(Supplied text begins)

- University will cost £9,250 for 2017/18 year of entry
- You don't have to pay anything upfront so long as you can claim a tuition fee loan
- You can receive up to £8,430 in funding to help with living costs
- There's lots of support to help you manage your money
- It's the best thing you will do for your future
If you are starting in 2017/18 it will cost £9,250 for UK and EU students to study full-time at Sheffield Hallam. More details can be found on our student portal.
Tuition fees for UK and EU students who commenced their studies prior to 2017/18 - will remain at £9,000 per year.
If you have deferred your 2016/17 place, you will pay the tuition fees applicable to students starting in 2017/18.
Tuition fees are reviewed and may be revised on an annual basis prior to the beginning of the academic year in question.
In all cases, so long as you are eligible to claim a tuition fee loan from the relevant authority, you will not have to pay any tuition fees upfront, as a UK or EU student, whether full-time or part-time.
We are a not-for-profit organisation, so your tuition fees contribute to the investments we continue to make for your student experience, from teaching spaces and study resources to relaxing cafés and sports facilities.
This fee also includes
- membership for the professional bodies relevant to your course and future employment
- any UK field trips which are required as part of your course
- a full waiver of fees for placement years - with full access to our range of support services
For fees and funding information on nursing, midwifery, allied health professions and social work courses please visit our health and social care webpages.

(Supplied text ends)

**Exercise prompt**
Reproduce a passage of the text on tuition fees word for word, starting at the words "If you have" and stopping after "full-time or part-time.". The items have nothing to do with the text on tuition fees.

(Supplied material begins)

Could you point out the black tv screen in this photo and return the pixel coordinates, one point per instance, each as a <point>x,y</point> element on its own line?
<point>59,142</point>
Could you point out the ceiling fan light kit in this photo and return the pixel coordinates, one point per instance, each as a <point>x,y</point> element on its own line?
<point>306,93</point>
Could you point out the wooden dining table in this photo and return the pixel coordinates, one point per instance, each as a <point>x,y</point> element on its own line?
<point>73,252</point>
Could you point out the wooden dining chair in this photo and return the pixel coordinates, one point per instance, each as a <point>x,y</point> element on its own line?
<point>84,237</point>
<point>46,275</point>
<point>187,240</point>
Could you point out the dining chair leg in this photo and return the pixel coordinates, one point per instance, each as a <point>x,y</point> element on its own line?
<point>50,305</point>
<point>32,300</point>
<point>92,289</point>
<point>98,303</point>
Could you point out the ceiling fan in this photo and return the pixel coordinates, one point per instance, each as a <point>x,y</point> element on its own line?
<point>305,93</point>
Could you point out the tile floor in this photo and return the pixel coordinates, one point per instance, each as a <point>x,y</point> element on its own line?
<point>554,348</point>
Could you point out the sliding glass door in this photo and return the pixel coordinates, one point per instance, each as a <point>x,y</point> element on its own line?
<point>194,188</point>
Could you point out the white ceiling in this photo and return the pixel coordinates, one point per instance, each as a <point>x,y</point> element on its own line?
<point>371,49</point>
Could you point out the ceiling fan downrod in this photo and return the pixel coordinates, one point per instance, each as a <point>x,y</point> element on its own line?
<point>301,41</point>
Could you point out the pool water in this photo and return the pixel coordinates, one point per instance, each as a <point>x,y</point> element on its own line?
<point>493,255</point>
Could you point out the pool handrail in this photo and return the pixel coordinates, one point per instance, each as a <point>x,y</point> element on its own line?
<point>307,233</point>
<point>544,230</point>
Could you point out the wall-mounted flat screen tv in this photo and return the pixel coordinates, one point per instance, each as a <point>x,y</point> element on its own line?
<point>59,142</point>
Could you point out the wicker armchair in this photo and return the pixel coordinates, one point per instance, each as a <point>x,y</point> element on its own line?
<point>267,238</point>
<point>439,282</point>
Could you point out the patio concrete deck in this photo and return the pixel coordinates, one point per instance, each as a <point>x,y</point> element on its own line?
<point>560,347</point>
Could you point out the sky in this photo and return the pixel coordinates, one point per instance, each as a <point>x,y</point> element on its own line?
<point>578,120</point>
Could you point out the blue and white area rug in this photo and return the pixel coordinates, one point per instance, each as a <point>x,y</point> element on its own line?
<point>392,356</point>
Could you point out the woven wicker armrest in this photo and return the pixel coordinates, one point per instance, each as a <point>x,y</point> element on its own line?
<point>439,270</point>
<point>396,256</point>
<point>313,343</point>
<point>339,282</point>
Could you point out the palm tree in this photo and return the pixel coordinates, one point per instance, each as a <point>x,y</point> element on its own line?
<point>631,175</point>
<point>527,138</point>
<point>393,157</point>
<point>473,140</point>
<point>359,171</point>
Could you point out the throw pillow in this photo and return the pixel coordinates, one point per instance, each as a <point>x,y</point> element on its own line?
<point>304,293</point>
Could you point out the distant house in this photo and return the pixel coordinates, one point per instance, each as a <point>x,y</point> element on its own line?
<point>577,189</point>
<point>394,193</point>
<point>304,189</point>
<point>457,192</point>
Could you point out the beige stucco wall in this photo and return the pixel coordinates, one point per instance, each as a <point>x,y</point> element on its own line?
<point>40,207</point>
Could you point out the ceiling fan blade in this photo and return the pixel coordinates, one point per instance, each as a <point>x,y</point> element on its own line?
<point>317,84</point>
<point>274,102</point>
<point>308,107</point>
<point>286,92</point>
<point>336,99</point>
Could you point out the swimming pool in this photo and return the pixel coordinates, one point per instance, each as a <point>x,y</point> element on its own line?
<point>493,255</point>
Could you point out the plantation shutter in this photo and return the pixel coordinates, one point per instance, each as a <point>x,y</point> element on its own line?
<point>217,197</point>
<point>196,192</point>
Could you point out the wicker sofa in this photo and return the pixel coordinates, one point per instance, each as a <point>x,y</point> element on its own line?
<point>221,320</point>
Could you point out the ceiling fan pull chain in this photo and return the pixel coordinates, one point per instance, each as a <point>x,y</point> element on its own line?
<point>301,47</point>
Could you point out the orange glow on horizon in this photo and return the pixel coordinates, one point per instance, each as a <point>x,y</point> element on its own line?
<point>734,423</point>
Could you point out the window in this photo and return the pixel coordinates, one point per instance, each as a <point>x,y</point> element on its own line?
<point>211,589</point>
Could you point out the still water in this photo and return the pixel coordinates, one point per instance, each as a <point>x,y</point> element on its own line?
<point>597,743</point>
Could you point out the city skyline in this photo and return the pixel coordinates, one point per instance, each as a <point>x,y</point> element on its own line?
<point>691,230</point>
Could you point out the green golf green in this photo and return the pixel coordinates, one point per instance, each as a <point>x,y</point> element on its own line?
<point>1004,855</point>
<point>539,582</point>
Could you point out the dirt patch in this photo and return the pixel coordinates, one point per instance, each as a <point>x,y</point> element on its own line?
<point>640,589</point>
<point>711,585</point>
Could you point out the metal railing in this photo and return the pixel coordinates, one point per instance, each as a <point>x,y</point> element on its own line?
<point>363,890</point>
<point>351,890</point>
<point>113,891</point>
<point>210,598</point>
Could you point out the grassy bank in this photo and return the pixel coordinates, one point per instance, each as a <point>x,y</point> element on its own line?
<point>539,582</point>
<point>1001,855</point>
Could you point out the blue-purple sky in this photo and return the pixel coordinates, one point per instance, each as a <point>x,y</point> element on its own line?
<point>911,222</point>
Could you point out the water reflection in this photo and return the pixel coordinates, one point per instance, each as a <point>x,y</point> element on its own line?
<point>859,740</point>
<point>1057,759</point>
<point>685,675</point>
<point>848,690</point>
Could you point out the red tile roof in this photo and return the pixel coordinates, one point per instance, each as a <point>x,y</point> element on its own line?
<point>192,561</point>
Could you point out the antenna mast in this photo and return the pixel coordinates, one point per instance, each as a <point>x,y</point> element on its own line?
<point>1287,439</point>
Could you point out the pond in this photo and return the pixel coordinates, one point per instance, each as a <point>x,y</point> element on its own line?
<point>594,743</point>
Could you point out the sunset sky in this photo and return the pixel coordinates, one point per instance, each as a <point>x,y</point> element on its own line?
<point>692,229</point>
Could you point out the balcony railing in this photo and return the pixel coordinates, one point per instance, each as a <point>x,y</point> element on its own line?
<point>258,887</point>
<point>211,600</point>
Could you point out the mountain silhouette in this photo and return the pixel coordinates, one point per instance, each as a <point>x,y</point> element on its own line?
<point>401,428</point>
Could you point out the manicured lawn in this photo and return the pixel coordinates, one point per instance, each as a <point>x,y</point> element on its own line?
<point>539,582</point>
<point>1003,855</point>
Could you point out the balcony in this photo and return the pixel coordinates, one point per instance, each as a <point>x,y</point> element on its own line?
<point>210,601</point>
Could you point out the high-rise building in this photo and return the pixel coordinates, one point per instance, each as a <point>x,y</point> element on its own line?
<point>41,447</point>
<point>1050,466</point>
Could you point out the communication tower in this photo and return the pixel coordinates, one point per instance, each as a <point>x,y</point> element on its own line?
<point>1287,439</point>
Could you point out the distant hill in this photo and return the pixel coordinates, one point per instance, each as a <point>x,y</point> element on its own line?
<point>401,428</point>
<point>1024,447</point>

(Supplied material ends)

**Result for this exercise**
If you have deferred your 2016/17 place, you will pay the tuition fees applicable to students starting in 2017/18.
Tuition fees are reviewed and may be revised on an annual basis prior to the beginning of the academic year in question.
In all cases, so long as you are eligible to claim a tuition fee loan from the relevant authority, you will not have to pay any tuition fees upfront, as a UK or EU student, whether full-time or part-time.